Un documentaire qui dévoile la vérité troublante au sujet de cette espèce en voie de disparition et qui vous implore de la connaître et de l’aimer
Avec moins de 350 individus qui restent sur la planète, la baleine noire de l’Atlantique Nord est sur le point de disparaître. Les collisions avec les navires et l’enchevêtrement dans des engins de pêche figurent parmi les menaces imminentes auxquelles elle est confrontée, mais les changements climatiques représentent aussi un problème réel et effrayant. Les chercheurs disent que cet animal pourrait ne plus exister d’ici 2040. Quelle perte! Il y a des gens qui travaillent sans relâche pour sauver l’espèce, des gens comme Nadine Pequeneza, la réalisatrice de Last of the Right Whales, un documentaire qui sera présenté dans des salles de spectacle partout au pays à partir du 20 février. Ce documentaire a déjà remporté le prix du meilleur long métrage canadien au festival international des documentaires environnementaux Planet in Focus. Il mérite certainement tous les honneurs qui lui reviennent.
Je me suis assise avec Nadine pour lui parler de la baleine noire de l’Atlantique Nord et de son incroyable documentaire qui incite le public à mieux connaître cette baleine en péril et à l’aimer.
Entrevue avec la réalisatrice
« Les gens connaissent peu cette baleine et les menaces auxquelles elle est confrontée, explique Nadine. Et ce n’est pas uniquement la baleine noire de l’Atlantique Nord qui est touchée par les activités humaines de cargaison et de pêche. Je me suis donc dit que si nous étions pour perdre cette espèce qui existe sur la planète depuis des millions d’années en raison de notre ignorance, nous devrions faire quelque chose pour l’éviter. Si on pense à toutes les planètes qui existent dans l’Univers, elles n’ont pas toutes les formes de vie que nous avons ici. On doit donc les protéger.

Consigne: Rédigez la suite de l'article sur la baleine noire de l'Atlantique Nord, à partir de sa dernière phrase.

Informations extraites:
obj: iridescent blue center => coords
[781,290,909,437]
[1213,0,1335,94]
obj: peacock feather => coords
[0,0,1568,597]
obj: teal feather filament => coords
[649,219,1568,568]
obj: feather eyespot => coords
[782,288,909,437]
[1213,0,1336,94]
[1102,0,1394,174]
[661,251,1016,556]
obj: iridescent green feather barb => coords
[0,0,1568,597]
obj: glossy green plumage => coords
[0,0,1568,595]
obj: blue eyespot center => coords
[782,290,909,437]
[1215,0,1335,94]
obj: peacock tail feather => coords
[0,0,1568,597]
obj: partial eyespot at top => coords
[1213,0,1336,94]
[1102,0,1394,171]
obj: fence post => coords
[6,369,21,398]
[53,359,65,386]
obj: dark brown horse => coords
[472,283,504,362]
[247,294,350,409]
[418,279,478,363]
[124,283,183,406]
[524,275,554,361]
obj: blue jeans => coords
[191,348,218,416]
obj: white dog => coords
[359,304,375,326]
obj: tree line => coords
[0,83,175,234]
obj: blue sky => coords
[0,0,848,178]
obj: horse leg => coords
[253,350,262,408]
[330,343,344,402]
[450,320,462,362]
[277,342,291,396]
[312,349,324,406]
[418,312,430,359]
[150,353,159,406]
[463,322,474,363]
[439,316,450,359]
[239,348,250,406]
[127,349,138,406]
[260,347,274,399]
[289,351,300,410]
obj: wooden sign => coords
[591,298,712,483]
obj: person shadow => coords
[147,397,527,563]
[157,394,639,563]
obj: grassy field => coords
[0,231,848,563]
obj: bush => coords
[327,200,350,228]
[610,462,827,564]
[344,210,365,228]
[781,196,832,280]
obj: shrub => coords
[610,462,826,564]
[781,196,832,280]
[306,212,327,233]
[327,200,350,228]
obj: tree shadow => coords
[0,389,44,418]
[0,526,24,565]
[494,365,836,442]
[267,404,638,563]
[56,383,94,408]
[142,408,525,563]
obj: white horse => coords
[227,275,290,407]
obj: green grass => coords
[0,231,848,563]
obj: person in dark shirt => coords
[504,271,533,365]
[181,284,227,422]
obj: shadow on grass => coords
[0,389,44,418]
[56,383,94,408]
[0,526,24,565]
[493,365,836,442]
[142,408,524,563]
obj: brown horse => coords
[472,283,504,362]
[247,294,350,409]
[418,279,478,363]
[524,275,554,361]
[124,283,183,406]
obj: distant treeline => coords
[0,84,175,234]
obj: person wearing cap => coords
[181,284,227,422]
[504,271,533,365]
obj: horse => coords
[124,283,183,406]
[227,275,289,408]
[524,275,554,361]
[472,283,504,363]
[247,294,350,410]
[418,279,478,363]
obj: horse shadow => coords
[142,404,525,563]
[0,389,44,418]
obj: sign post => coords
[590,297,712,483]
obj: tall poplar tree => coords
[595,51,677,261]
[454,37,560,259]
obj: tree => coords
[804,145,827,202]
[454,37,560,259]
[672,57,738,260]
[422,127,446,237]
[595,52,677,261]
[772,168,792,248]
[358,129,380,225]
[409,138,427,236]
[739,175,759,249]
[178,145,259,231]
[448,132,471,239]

Corrigé:
Les chercheurs étudient ces baleines depuis les années 1930. Ils les répertorient, leur donnent un nom et les suivent tout au long de leur vie. Elles ne sont pas simplement des baleines. Elles sont des baleines avec des familles – avec des baleineaux et des petits-baleineaux. Les chercheurs ont répertorié ces arbres généalogiques et ont constaté des similitudes dans les endroits où vont les baleines pour mettre bas et pour élever leurs petits, et même où elles pourraient aller se nourrir. Les recherches scientifiques se poursuivent, mais tout semble indiquer que les baleines se souviennent. Puisque les chercheurs créent des relations étroites avec ces baleines, je voulais le véhiculer dans le film, et je voulais que les spectateurs aient aussi cette relation.
Il n’y aucun autre type de récit qui permet aux gens de vraiment vivre l’expérience sans devoir y être en personne à un moment précis, qui permet de vivre l’expérience audiovisuelle et de pouvoir pratiquement suivre les pas des personnes qui œuvrent aux premières lignes pour régler cet enjeu. »
Connaître les individus
Le film nous présente une myriade de héros qui ont consacré leur temps et parfois leur vie à protéger la baleine noire de l’Atlantique Nord. Il nous présente aussi deux baleines très spéciales – Snow Cone et son baleineau. Tout au long du film, les spectateurs ont la chance de témoigner de la façon dont ces deux mammifères communiquent entre eux, et éventuellement, de la destruction de leur lien en raison de l’activité humaine. Il est presque impossible de voir leur parcours et leur relation et ne pas ressentir de l’empathie.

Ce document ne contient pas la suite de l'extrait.